§ Exercise
From the passage about "Jonah" and his friend's death, pull out the stretch starting at "One of those" and ending at "emotionally or spiritually.", copying it word for word.

§ Extract
--

One of those was our friend "Jonah", who has been hanging out with us more and more, desiring more church and interactions with God and other Christians lately. He had a picture of Andre from his memorial service and aside from a security guard that my group talked to for a while, most of our time was with "Jonah". His good friend's death had caused him to think even more about death, heaven, hell, this life and how we live it. This sad occasion had opened his eyes even more (and probably many others) to the dangers of living our lives however we want, pursuing every pleasure and using little caution. As I shared with him, I was reminded myself of how God sets up rules for us, not to be a killjoy,  but to protect us. He shows us His love in that way - by setting up boundaries from things that will hurt and damage us whether physically, emotionally or spiritually.

--

§ Provided material
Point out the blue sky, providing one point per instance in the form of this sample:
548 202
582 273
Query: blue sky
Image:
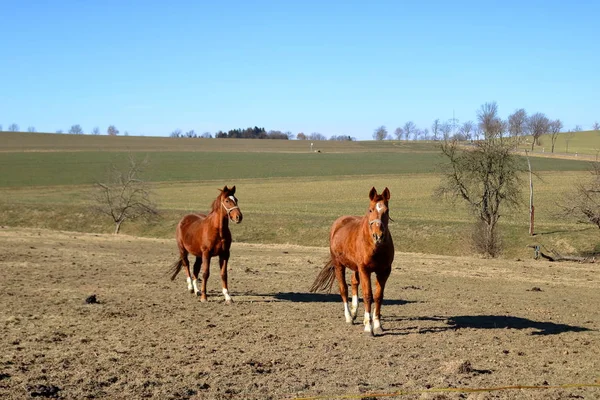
333 67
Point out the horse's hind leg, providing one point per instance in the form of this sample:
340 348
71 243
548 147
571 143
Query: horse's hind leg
195 274
380 280
354 307
340 274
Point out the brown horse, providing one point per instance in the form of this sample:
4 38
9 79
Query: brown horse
363 244
206 236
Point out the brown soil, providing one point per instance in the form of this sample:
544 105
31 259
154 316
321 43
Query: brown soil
449 323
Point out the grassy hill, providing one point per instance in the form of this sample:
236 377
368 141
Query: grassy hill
288 194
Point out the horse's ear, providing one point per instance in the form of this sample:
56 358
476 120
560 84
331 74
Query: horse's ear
372 193
386 194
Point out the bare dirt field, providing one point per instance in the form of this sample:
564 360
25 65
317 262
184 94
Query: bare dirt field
449 323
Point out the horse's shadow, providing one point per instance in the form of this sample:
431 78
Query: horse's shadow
492 322
297 297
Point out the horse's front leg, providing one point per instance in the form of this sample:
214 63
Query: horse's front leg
355 282
340 274
205 275
381 279
365 283
195 274
223 259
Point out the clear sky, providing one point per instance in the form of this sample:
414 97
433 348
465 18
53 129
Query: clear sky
333 67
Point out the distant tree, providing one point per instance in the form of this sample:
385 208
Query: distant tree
399 132
435 129
584 202
486 178
467 130
568 137
125 195
538 124
409 129
446 130
316 136
517 123
112 131
554 127
176 133
76 130
380 133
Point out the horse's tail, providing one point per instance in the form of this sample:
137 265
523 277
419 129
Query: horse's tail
325 278
175 268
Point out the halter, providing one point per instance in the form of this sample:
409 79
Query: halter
229 210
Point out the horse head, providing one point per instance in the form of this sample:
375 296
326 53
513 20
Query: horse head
230 204
378 214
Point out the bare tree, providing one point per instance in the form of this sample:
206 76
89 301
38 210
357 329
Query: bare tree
517 123
409 129
584 202
466 129
435 129
538 124
380 133
554 127
399 132
446 130
486 178
112 131
76 130
125 195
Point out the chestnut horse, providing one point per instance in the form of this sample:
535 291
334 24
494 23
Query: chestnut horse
364 245
206 236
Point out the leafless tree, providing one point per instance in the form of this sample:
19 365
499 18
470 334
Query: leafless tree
409 129
446 130
380 133
435 129
538 124
554 127
125 195
76 130
317 136
517 123
486 178
584 202
466 129
112 131
399 132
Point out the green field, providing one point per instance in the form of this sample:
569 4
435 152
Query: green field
287 193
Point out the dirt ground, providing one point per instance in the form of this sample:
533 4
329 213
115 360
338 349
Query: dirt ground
449 323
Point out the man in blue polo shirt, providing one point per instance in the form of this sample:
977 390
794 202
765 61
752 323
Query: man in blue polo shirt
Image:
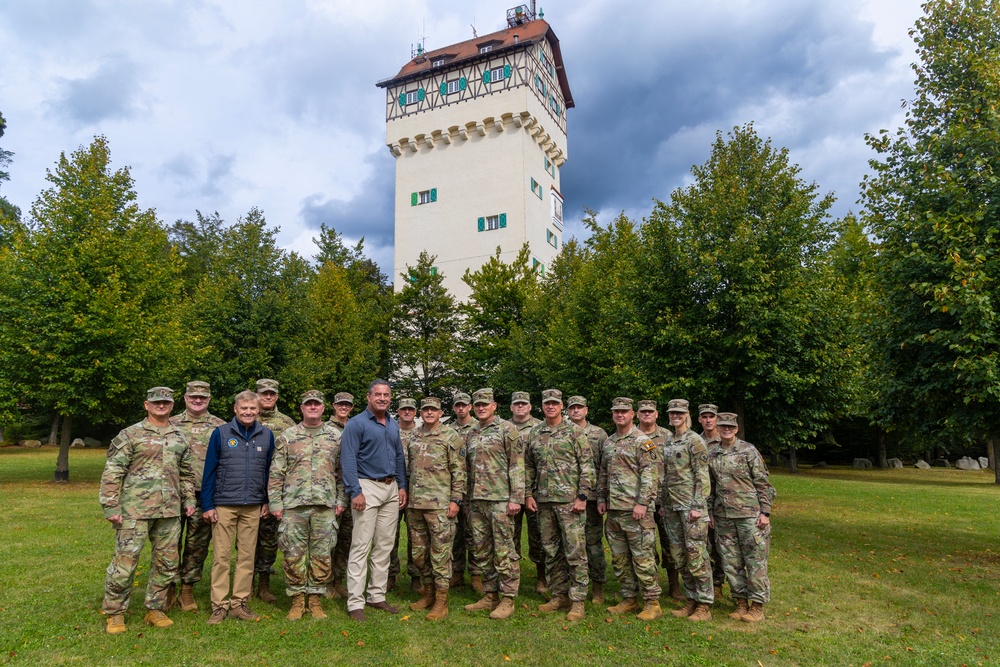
371 459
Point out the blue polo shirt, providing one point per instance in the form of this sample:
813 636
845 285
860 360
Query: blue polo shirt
371 450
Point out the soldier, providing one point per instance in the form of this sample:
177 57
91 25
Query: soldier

--

§ Output for this task
One of those was our friend "Jonah", who has been hanging out with us more and more, desiring more church and interactions with God and other Christians lately. He had a picture of Andre from his memorial service and aside from a security guard that my group talked to for a while, most of our time was with "Jonah". His good friend's death had caused him to think even more about death, heaven, hell, this life and how we live it. This sad occasion had opened his eyes even more (and probably many others) to the dangers of living our lives however we want, pursuing every pleasure and using little caution. As I shared with him, I was reminded myself of how God sets up rules for us, not to be a killjoy,  but to protect us. He shows us His love in that way - by setting up boundaries from things that will hurt and damage us whether physically, emotionally or spiritually.